### Documento
──────────

Sobre a escrita literária, tenho menos constância e linearidade ainda. Escrevo quando tenho uma ideia ou quando estou numa fase de produção poética por conta da confluência de uma série de fatores que vão desde a possibilidade do ócio e da reflexão até a influência de um pensamento aflorado. Assim, não tem periodicidade alguma. Nunca tive e, suspeito, nunca terei.
Como é o seu processo de escrita? Uma vez que você compilou notas suficientes, é difícil começar? Como você se move da pesquisa para a escrita?
Eu funciono melhor quando faço as duas coisas quase juntas, seguidas. Vou pesquisando e produzindo. É que quanto mais leio e pesquiso, mais penso sobre as coisas e mais ideias me aparecem. E como não sou muito boa em preservar e guardar ideias… preciso fazer com que elas se tornem produção o quanto antes, pois se não aproveitá-las assim que elas surgirem, a tendência é que eu as esqueça.
Não tenho muita dificuldade pra começar um texto. A partir do momento em que tenho uma imagem do que quero e preciso escrever, o texto flui. Meu desafio está justamente no tempo anterior: aquele de que preciso para me nutrir de informações e, depois, torná-las um texto pessoal. Este, sim, é um processo irregular: pode acontecer de o estalo ser imediato, mas, muitas vezes, minha maturação é lenta e complexa.
Como você lida com as travas da escrita, como a procrastinação, o medo de não corresponder às expectativas e a ansiedade de trabalhar em projetos longos?
Pra mim, as travas são angustiantes. Minha indisciplina me causa alguns problemas com prazos e acabo, muitas vezes, produzindo na hora do desespero. Além disso, tenho muito problema com fôlego de escrita. Sou poeta, meus textos são essencialmente curtos e, por isso, escrever projetos longos – como, por exemplo, o que estou fazendo agora na dissertação – é quase um tormento. Na lógica racional de um texto acadêmico, acabo sempre sendo objetiva demais, dando respostas práticas e explanações muito diretas. Sofro com a extensão, sofro pra dar corpo ao texto, pra avançar em número de páginas. Minha aflição é a de que sempre me parece que já escrevi muito, sendo que ainda não saí de meia dúzia de páginas. Aí, me sinto impedida, frustrada e acabo travando pra valer. São nestes momentos que preciso ainda mais de um tempo de reflexão e de ócio total voltado ao pensamento, ao silêncio e solidão. Só que, infelizmente, essas ocasiões não são comuns nem fáceis de conseguir.

──────────

### Lista de tarefas
1 > Reescreva de forma mais concisa o parágrafo da entrevista sobre escrita que começa com "Não tenho muita dificuldade pra começar um texto", mantendo os fatos principais.
2 > Estenda a entrevista sobre o processo de escrita, continuando a partir da última frase apresentada.

──────────

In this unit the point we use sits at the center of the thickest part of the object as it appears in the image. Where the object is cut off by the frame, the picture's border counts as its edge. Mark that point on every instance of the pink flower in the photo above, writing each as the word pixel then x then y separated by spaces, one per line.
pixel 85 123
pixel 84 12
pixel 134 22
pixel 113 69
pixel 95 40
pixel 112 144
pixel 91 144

──────────

### Respostas às tarefas
1 > Começar um texto não é difícil: quando há uma imagem clara do que se quer e precisa escrever, o texto flui. O desafio está na etapa anterior, a de absorver informações e transformá-las em um texto pessoal. Essa etapa é irregular. Às vezes o estalo é imediato, mas muitas vezes a maturação é lenta e complexa.

2 >
Quantas vezes você revisa seus textos antes de sentir que eles estão prontos? Você mostra seus trabalhos para outras pessoas antes de publicá-los?
Reviso muitas vezes. Mas o vício da escrita engana os olhos, sempre achei isso. Já aconteceu de revisar textos inúmeras vezes e, mesmo assim, não enxergar erros óbvios que outra pessoa viu assim que bateu o olho. Por isso, sempre que possível e que há disponibilidade, peço para que outra pessoa leia.
No caso do meu último livro, o A pequena mão da criança morta, mesmo depois te ter revisado e alterado diversas vezes, pedi para que uma amiga escritora, a Beatriz Bajo, lesse. Quando ela me retornou, indicou repetições de algumas palavras em vários poemas. Eu devia estar tão fixada no tema e na ideia do livro, que algumas palavras se tornaram recorrentes em todos os textos. E só percebi isso depois que ela disse. Foi essencial, pois consegui não só fazer alterações nos textos como, também, substituir alguns que estavam sobrando ali.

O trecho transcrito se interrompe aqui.